Point annotation records
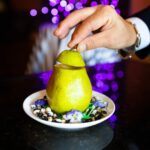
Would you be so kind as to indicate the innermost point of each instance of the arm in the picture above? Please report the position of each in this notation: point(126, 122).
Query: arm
point(110, 29)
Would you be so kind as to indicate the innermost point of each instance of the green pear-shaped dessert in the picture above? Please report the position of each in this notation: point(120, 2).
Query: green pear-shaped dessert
point(69, 86)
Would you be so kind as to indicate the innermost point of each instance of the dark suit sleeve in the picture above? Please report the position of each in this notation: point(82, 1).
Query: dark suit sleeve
point(145, 16)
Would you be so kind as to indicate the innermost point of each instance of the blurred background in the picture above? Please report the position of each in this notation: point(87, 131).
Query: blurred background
point(26, 28)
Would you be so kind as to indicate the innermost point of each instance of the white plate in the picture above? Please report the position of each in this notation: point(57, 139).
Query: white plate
point(71, 126)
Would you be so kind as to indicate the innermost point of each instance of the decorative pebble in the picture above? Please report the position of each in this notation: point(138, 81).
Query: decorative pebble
point(96, 110)
point(36, 111)
point(50, 119)
point(41, 102)
point(43, 110)
point(99, 103)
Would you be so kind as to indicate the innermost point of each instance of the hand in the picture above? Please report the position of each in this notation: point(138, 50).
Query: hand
point(98, 26)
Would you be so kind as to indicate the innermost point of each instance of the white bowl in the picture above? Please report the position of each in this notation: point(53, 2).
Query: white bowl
point(70, 126)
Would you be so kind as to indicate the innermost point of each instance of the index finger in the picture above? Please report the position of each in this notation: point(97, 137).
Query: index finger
point(73, 19)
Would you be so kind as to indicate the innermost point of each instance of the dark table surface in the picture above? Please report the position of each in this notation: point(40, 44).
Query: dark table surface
point(127, 83)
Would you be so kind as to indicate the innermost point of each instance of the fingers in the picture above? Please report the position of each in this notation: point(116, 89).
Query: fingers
point(72, 20)
point(92, 42)
point(92, 23)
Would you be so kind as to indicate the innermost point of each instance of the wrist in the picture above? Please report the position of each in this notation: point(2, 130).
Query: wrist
point(135, 40)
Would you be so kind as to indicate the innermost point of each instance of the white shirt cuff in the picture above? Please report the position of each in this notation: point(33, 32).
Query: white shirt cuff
point(143, 30)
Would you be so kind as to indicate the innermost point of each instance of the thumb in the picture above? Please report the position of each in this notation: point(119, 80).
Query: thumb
point(92, 42)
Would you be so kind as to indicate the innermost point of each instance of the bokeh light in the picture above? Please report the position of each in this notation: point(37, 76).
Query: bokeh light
point(33, 12)
point(44, 10)
point(63, 3)
point(94, 3)
point(69, 7)
point(78, 5)
point(55, 19)
point(54, 11)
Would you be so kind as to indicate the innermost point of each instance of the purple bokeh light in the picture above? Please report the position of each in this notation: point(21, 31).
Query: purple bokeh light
point(69, 7)
point(33, 12)
point(94, 3)
point(83, 1)
point(66, 13)
point(120, 74)
point(44, 10)
point(114, 86)
point(55, 19)
point(104, 2)
point(114, 3)
point(54, 11)
point(60, 9)
point(72, 1)
point(78, 5)
point(63, 3)
point(53, 2)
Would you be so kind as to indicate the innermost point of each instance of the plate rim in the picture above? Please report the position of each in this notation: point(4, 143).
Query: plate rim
point(28, 111)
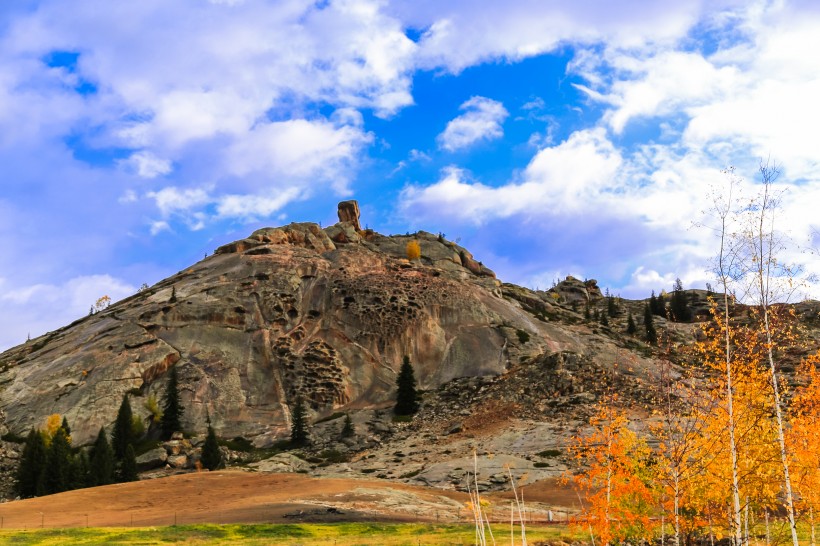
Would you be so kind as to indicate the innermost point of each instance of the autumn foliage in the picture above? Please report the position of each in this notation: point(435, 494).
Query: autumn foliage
point(413, 250)
point(684, 481)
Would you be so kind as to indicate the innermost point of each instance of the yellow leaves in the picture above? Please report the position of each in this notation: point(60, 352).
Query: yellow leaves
point(413, 250)
point(102, 303)
point(52, 424)
point(618, 479)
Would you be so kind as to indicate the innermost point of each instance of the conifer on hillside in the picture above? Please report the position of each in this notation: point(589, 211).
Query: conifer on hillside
point(649, 325)
point(211, 455)
point(172, 409)
point(128, 468)
point(122, 435)
point(406, 396)
point(348, 430)
point(57, 477)
point(299, 435)
point(31, 469)
point(631, 329)
point(101, 461)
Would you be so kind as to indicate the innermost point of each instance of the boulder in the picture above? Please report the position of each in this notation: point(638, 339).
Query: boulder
point(152, 459)
point(349, 212)
point(178, 461)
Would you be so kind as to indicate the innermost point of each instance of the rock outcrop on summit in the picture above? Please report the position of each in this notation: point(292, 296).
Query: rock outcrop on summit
point(325, 314)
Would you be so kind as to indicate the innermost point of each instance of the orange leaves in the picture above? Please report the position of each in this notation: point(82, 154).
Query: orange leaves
point(413, 250)
point(617, 480)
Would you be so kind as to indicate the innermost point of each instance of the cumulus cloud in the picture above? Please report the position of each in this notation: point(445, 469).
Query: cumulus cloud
point(146, 165)
point(463, 33)
point(35, 309)
point(299, 150)
point(575, 176)
point(481, 121)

Challenge
Reproduce the records starting with the line that contains "notation: point(292, 296)." and continuing through the line that contains "point(325, 314)", both lines included. Offset every coordinate in the answers by adding 23, and leave the request lines and their notation samples unchanged.

Response to the exercise
Would you be so kind as to indicate the innermost point of each instance of the rock outcrop on summit in the picture above? Please report the position of each in this notation: point(292, 296).
Query: rock outcrop on summit
point(348, 337)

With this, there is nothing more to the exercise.